Scale everything from the line containing "Point out every instance of the harness" down to the last of the lines below, requests included. Multiply every coordinate in the answers by 0.6 and round to whole numbers with halves rounded up, leave the requests unchanged, and give only these lines.

Records shown |
Start

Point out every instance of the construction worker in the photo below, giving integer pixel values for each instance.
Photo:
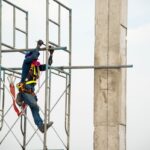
(30, 73)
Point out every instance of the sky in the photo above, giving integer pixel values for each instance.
(138, 97)
(138, 122)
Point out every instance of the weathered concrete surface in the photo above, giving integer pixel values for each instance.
(110, 85)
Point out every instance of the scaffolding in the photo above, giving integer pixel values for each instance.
(63, 72)
(51, 71)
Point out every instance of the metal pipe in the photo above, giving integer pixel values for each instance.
(30, 49)
(3, 101)
(46, 74)
(53, 22)
(0, 43)
(69, 96)
(62, 5)
(20, 30)
(59, 27)
(10, 70)
(15, 6)
(14, 26)
(25, 119)
(66, 107)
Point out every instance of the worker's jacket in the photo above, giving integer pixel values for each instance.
(31, 69)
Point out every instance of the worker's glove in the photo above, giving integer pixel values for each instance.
(50, 60)
(40, 42)
(51, 50)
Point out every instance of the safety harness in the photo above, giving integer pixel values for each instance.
(33, 75)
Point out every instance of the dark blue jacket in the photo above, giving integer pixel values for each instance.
(32, 55)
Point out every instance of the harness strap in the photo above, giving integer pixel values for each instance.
(12, 90)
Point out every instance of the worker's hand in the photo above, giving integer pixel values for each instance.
(51, 50)
(40, 42)
(50, 60)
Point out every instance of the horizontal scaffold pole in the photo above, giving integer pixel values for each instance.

End

Exercise solution |
Point out every instance of the harness strap in the photo above, giving integer pixel values for each instance.
(7, 54)
Point out every instance of the worker's hand in the photo above, giving integer pixel values for each instance.
(31, 30)
(24, 25)
(30, 36)
Point out every instance of the horizontal scaffold pole in the photo above, giving integer pixel values for each instance.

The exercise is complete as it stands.